- [EXERCISE INSTRUCTIONS]: Return all of the data exactly, with nothing left out but the pictures.

- [SUPPLIED DATA]:

======

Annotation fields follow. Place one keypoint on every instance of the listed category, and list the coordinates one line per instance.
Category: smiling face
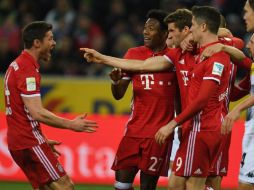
(196, 30)
(250, 46)
(248, 17)
(154, 37)
(46, 46)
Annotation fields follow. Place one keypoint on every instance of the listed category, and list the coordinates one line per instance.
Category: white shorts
(246, 174)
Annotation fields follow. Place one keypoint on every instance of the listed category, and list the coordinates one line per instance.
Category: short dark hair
(209, 15)
(34, 30)
(159, 15)
(251, 2)
(181, 18)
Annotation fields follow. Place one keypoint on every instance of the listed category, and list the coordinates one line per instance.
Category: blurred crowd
(109, 26)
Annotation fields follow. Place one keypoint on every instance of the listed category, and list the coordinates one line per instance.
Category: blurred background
(109, 26)
(70, 86)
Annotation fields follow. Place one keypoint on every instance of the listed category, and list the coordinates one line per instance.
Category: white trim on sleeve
(211, 78)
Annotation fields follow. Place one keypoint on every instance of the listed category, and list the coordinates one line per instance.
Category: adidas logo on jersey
(182, 61)
(223, 170)
(198, 171)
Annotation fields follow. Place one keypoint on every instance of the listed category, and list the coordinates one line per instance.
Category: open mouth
(147, 39)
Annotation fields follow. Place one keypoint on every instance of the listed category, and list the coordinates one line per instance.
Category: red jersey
(183, 63)
(218, 69)
(22, 79)
(153, 97)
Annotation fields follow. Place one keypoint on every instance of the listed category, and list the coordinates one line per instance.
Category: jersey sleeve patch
(217, 68)
(30, 84)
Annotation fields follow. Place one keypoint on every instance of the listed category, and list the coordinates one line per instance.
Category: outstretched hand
(229, 120)
(52, 144)
(116, 74)
(92, 55)
(209, 51)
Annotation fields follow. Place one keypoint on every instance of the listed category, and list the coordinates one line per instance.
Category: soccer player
(24, 111)
(184, 65)
(152, 107)
(246, 169)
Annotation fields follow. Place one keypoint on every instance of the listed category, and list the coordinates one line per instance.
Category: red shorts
(144, 154)
(220, 164)
(196, 153)
(39, 164)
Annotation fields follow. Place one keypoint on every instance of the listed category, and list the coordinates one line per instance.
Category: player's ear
(36, 43)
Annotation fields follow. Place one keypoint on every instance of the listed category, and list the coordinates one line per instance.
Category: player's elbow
(37, 114)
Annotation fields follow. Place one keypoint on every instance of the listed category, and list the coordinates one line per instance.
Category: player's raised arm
(38, 113)
(162, 63)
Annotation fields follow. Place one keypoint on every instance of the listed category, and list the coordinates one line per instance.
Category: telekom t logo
(185, 77)
(147, 80)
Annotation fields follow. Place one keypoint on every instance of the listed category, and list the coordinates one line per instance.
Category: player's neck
(207, 39)
(33, 53)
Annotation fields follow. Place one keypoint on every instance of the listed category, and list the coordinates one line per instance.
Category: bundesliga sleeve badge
(217, 68)
(30, 84)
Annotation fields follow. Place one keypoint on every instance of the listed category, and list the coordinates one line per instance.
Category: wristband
(115, 82)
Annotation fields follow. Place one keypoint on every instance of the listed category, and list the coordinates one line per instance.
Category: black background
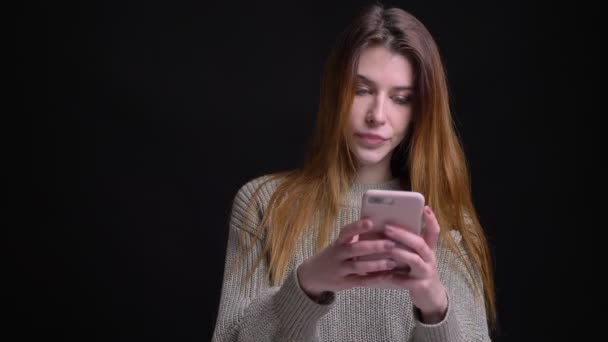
(146, 118)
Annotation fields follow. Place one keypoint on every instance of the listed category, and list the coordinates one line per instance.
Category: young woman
(292, 269)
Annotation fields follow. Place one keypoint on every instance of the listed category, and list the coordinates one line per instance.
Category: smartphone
(393, 207)
(396, 207)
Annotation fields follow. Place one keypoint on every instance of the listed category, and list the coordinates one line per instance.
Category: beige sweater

======

- [SOLVED EXERCISE]:
Annotation fields follow. Place one keypoint on every instance of the listed category, and list the coordinates one line per instance.
Category: smiling face
(196, 30)
(250, 46)
(248, 17)
(154, 37)
(46, 46)
Annotation fields follow. Place one keypoint on every instance of the listed category, and list the coordinates one line per instance.
Category: white shorts
(246, 174)
Annotation fields follow. Place one keypoint on every instance of the listed category, and list the coordinates one line per instance.
Category: short dark hair
(209, 15)
(34, 30)
(159, 15)
(251, 2)
(181, 18)
Annotation fields follow. Place one keypoint on every instance of the listed category, and list the coordinates one line per instance.
Category: blurred crowd
(109, 26)
Annotation fields follow. Place one keypoint on every instance of the listed category, and list the coordinates one line per instance.
Category: blurred background
(109, 26)
(70, 86)
Annotation fields follow. Place one keypoint on every instance of the listed category, and list the coordinates one line per instance.
Category: white trim on sleeve
(211, 78)
Annotation fields follow. Place one keypoint on every instance of the listed category, and list the coordinates one line per instance.
Category: adidas logo on jersey
(182, 61)
(223, 170)
(198, 171)
Annotation fields follow. Place one keypoint on every instance of the listed category, and list the coordinates one line per instance.
Category: open mouth
(147, 39)
Annotation fields follow. Place one keypoint on every instance of the listed category, and list the coordinates one line per instance.
Category: red jersey
(183, 63)
(218, 69)
(22, 79)
(153, 97)
Annotation fields follow. Place one keypoint on every instance of the listed category, and list the coordinates one line per instance.
Category: jersey sleeve patch
(217, 68)
(30, 84)
Annotation fields follow. Place one keypoint on every instance of the listed category, and list the coordinates one line per instance.
Category: outstretched hand
(229, 120)
(52, 144)
(116, 74)
(92, 55)
(209, 51)
Annotation fields follow. Place one keypoint on every instance of the listed category, and list the coordinates one line per instance.
Category: soccer player
(24, 111)
(184, 65)
(152, 107)
(246, 169)
Annotation fields follow. Place one keypoint on every instance of the listed category, and list the coordinates one line per instance.
Category: red shorts
(144, 154)
(220, 164)
(196, 153)
(39, 164)
Annotation fields follow. Place one keypoint on every instance of the listed category, and list the coordinates one line per instance.
Category: player's ear
(36, 43)
Annotation fields follow. Place one keypoint on every instance of the listed category, and list the coordinates one line per instance.
Category: player's elbow
(37, 114)
Annotation fields follow. Place one keypoint on every instance of the listed category, and list the coordinates one line per instance.
Category: player's raised arm
(38, 113)
(162, 63)
Annotation fields follow. Place one keypoint on every instance of the listed category, and list the coordinates one line per instance.
Category: telekom t logo
(185, 77)
(147, 80)
Annotation fields follow. Place one keypoint on every instance of the listed category, and list the coordinates one line per instance.
Category: player's neck
(207, 39)
(33, 53)
Annotation fields follow. Place one keypoint on every instance of the listed category, and list the coordinates one line per instance.
Category: bundesliga sleeve badge
(217, 68)
(30, 84)
Annotation fields follow. Place one keypoint on every instance of the listed category, and list the coordinates one line per instance.
Category: wristband
(115, 82)
Annotation fields follow. Place one keypoint on every instance of the listed category, and list the coordinates one line per instance.
Category: black background
(146, 118)
Annotation fields follow. Place one keypoint on every instance of the listed category, and list the coordinates one line per instance.
Category: young woman
(292, 269)
Annotation fields follow. Place one keypoint on every instance of the listed category, and list the coordinates one line per instance.
Category: smartphone
(393, 207)
(396, 207)
Annotation fields follow. Place one keypoint on every instance of the listed category, and list the coordinates one line per instance.
Category: beige sweater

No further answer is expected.